## BRIEF:
Show each line of the material below that contains the word "shadow", copied in full. Matching is case-sensitive.

## INPUT ROWS:

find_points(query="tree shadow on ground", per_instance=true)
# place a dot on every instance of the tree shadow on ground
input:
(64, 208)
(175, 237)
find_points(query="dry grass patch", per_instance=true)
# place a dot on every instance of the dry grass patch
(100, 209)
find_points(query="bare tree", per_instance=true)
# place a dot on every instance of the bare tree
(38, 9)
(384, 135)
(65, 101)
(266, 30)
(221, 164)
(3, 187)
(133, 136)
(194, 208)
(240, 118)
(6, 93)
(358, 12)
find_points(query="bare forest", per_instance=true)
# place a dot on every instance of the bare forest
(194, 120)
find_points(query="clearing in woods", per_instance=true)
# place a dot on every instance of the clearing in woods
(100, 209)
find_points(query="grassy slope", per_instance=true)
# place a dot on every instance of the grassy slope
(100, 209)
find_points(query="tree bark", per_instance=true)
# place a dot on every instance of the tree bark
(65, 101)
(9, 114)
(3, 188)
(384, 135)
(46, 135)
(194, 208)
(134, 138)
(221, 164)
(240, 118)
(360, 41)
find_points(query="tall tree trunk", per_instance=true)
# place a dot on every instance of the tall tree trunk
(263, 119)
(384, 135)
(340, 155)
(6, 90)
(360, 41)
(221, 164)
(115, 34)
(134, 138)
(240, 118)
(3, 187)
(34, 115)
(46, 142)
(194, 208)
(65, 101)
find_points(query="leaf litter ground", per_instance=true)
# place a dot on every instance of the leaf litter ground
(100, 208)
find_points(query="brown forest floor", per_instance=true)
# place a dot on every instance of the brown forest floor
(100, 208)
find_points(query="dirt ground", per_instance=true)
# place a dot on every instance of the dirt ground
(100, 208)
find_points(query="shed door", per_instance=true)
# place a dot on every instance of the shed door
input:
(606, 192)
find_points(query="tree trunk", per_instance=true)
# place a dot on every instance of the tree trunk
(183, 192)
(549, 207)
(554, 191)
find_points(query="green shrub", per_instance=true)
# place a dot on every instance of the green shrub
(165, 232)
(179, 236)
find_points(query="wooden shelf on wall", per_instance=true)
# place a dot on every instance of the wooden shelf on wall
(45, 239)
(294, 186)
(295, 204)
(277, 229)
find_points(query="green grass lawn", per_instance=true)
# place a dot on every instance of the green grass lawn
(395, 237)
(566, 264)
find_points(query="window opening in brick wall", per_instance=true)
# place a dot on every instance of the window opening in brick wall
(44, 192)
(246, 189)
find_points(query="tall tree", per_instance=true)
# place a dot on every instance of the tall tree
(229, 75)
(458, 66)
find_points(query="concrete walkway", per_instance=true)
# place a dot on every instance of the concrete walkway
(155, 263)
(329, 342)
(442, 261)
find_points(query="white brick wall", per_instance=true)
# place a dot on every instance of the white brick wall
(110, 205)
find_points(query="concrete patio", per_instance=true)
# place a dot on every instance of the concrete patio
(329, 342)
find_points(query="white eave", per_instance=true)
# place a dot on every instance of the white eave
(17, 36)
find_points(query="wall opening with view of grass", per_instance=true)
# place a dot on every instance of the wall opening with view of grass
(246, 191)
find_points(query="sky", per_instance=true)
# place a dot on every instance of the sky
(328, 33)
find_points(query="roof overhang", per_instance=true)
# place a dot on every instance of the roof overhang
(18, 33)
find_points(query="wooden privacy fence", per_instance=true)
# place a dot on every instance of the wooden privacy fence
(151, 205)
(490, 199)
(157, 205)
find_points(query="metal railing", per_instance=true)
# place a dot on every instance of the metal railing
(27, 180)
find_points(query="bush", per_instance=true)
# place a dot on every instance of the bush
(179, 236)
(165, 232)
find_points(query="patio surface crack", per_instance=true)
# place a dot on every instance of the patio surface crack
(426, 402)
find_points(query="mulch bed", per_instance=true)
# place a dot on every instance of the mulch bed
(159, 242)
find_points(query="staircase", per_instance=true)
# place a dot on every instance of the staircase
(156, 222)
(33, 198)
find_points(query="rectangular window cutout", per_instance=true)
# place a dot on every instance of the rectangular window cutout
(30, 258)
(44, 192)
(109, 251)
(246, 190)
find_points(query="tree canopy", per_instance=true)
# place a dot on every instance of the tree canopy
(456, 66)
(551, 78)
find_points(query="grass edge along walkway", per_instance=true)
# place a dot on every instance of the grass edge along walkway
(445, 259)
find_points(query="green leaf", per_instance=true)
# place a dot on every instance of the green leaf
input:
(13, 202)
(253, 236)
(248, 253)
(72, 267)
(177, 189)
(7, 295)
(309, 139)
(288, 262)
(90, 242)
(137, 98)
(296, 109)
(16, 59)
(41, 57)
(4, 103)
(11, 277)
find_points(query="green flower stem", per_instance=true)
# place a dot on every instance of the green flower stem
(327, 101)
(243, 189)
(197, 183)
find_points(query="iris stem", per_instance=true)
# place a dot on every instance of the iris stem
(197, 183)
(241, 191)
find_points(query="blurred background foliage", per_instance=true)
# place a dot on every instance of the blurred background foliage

## ANSWER TO THIS EXERCISE:
find_points(query="tree shadow on ground", per_instance=true)
# place a dot on every instance of the tree shadow on ground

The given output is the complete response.